Starting at the line with "Pick out the moss-covered", return every line through the final one of the data, word for word. Pictures stay out.

Extracted material
################
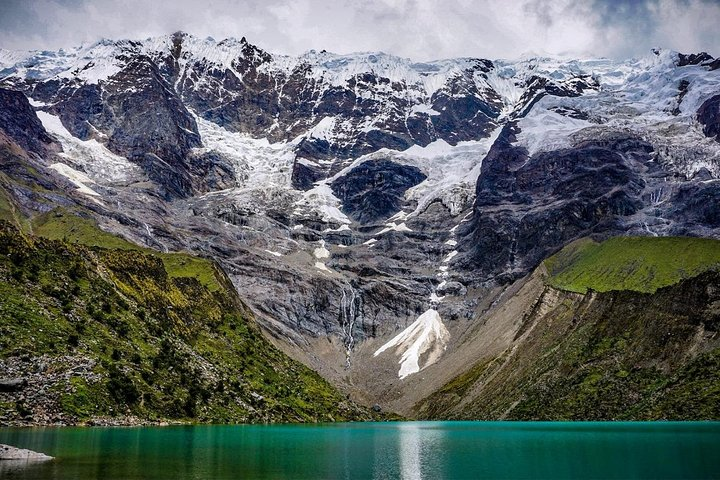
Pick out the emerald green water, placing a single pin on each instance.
(409, 450)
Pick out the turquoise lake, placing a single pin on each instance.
(410, 450)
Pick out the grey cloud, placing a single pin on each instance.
(420, 29)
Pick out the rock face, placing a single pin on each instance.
(8, 452)
(12, 384)
(709, 116)
(595, 356)
(345, 195)
(375, 189)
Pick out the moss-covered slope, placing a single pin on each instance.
(619, 354)
(95, 332)
(641, 264)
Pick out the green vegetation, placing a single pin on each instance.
(162, 336)
(68, 227)
(641, 264)
(643, 346)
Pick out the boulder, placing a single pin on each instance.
(8, 452)
(12, 384)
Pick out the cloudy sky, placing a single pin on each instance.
(420, 29)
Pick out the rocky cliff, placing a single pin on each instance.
(356, 200)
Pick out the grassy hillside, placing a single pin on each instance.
(644, 346)
(641, 264)
(112, 332)
(66, 226)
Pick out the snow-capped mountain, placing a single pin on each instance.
(348, 194)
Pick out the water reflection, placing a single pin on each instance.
(421, 450)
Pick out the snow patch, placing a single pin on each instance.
(321, 251)
(79, 179)
(392, 226)
(450, 256)
(321, 266)
(425, 336)
(100, 164)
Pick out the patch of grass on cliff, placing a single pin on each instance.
(159, 346)
(641, 264)
(65, 226)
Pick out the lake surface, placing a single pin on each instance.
(410, 450)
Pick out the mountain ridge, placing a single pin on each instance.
(343, 211)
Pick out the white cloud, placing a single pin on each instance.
(420, 29)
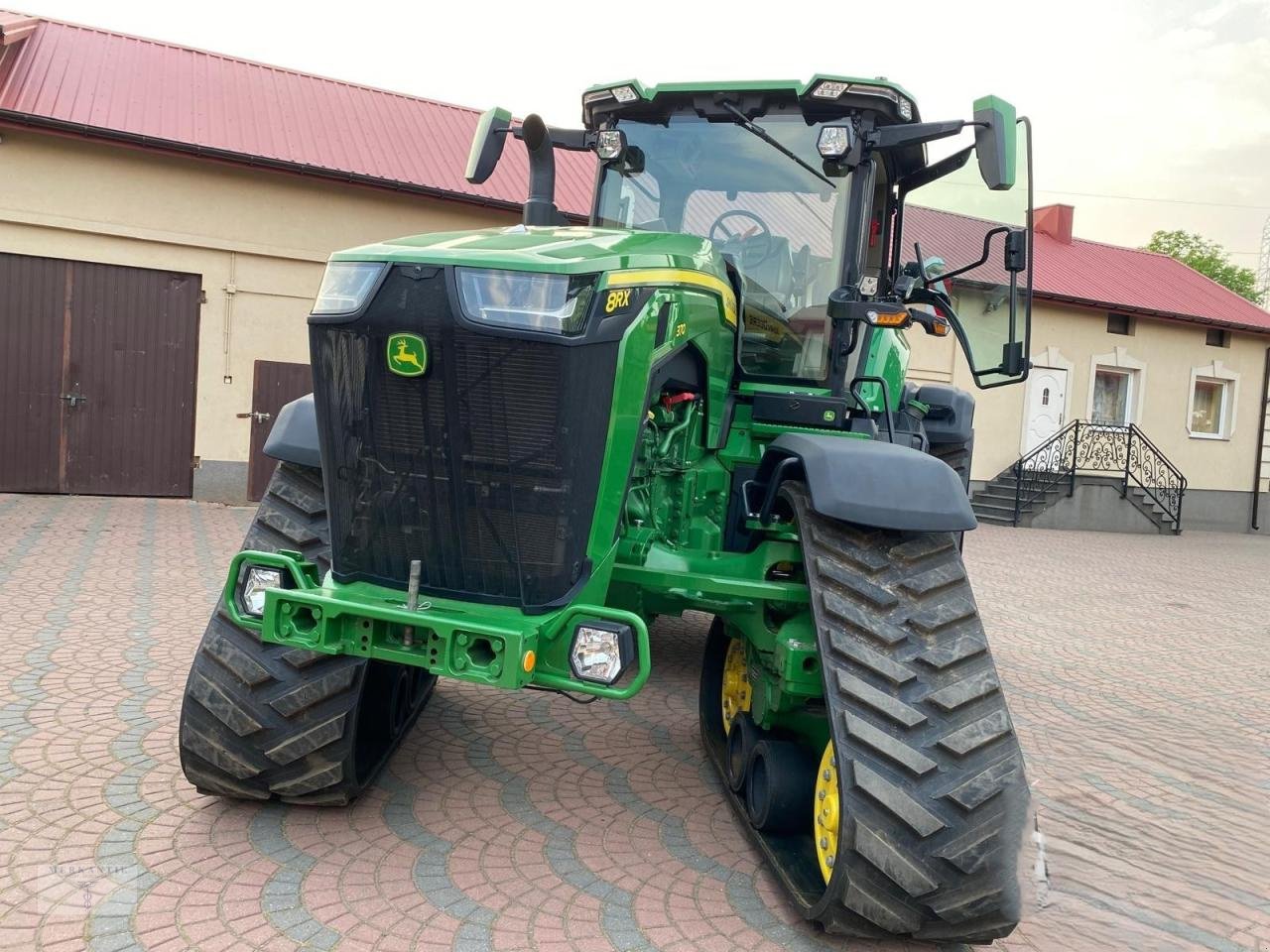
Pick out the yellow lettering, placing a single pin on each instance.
(617, 298)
################
Complete response
Pick out the moss-covered slope, placing a single pin on each instance.
(619, 354)
(95, 332)
(641, 264)
Pick out the green vegetation, placing a single pin on each instance.
(162, 336)
(68, 227)
(641, 264)
(643, 346)
Pick out the boulder, placing a single pin on each instance.
(8, 452)
(12, 384)
Pick out the cloudy sky, placing a single pin on each instance.
(420, 29)
Pick out the rocky cliff, placing a single pin on each instance.
(356, 200)
Pick out the grassy hillside, placing a single pin on each instance.
(644, 346)
(641, 264)
(112, 332)
(66, 226)
Pick out the snow-capped mountain, placing a single pin on each instance.
(348, 194)
Pick out the water reflection, placing a single pin on each instance.
(421, 450)
Pick out the snow patch, placing a single pin on each instance.
(321, 251)
(79, 179)
(392, 226)
(450, 256)
(321, 266)
(425, 336)
(100, 164)
Pick out the patch of grass on cliff, placing a single pin on each instance.
(159, 346)
(641, 264)
(65, 226)
Pick out the lake surface, placing a single pin on each instance.
(410, 450)
Pick out the mountain ridge, placing a single pin on each instance.
(343, 211)
Pick out the white cloud, placing a single pin on each instance.
(420, 29)
Pick out the yellow lettering, placing a single pin on each instance.
(617, 298)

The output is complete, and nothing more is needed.